__Input data__

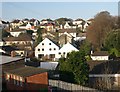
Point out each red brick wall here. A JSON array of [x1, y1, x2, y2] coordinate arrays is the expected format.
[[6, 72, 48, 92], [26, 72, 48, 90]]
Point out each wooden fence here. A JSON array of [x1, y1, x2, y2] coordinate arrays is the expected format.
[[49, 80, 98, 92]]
==
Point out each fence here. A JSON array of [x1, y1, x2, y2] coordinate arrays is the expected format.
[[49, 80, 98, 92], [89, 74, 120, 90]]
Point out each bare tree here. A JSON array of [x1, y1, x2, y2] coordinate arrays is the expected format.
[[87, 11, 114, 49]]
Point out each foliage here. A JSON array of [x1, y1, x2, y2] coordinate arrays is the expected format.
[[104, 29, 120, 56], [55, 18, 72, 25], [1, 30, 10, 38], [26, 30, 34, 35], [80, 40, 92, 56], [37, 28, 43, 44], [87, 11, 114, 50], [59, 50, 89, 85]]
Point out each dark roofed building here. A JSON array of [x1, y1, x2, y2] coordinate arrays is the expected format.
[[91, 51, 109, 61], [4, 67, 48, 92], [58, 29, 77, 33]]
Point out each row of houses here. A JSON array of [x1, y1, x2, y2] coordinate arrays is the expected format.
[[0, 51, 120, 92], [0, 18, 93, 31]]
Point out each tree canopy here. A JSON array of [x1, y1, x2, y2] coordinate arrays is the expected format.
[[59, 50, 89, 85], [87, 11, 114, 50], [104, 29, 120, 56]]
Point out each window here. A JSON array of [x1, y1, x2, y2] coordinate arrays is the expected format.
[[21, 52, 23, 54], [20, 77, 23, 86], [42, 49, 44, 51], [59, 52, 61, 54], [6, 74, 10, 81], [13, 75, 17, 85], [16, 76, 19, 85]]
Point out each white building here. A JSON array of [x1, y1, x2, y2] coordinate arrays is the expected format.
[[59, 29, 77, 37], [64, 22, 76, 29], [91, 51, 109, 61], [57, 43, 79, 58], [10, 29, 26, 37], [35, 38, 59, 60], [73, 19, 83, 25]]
---
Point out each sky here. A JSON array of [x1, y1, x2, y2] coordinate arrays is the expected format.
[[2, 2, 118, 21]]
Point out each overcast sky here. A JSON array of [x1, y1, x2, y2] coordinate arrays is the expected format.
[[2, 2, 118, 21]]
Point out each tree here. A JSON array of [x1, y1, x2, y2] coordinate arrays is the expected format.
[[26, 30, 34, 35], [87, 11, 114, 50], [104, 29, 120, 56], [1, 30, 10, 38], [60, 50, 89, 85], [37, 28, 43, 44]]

__Objective__
Update the data starting at the line containing "Point out each row" and ending at the line containing "19, 83, 25]]" by replacing "expected format" with "required format" and leaving everything else unchanged. Give back only those lines.

__Final result__
Point out each row of houses here. A JSON array of [x1, y1, x2, y2] coordinate arrays is the required format.
[[0, 51, 120, 92], [0, 18, 93, 31]]
Point out each tree canopy here. A JSON array of [x1, y1, x2, y2] coordinate arrays is the required format.
[[59, 50, 89, 85], [87, 11, 114, 50], [104, 29, 120, 56]]
Point out each window here. A JSON array of [x1, y1, x2, y2] coordinate arrays is the required format.
[[21, 52, 23, 54], [20, 77, 23, 86], [42, 49, 44, 51], [59, 52, 61, 54], [6, 74, 10, 81], [13, 75, 17, 85], [16, 76, 19, 85]]
Point out each white building here. A JSON array of [x1, y1, x2, y2] coordinate arrays is the required format.
[[59, 29, 77, 37], [64, 22, 76, 29], [91, 51, 109, 61], [57, 43, 79, 58], [10, 29, 26, 37], [35, 38, 59, 60], [73, 19, 83, 25]]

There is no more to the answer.